*** RECORDS Section Begins ***
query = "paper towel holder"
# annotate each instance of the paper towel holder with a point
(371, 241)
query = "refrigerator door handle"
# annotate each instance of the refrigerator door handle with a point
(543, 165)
*** RECORDS Section Ends ***
Reproduce the records above exactly.

## SOLVED PROBLEM:
query = "paper towel holder"
# annotate each instance of the paper towel holder with a point
(371, 241)
query = "refrigerator door handle"
# annotate each instance of the refrigerator door handle with a point
(543, 165)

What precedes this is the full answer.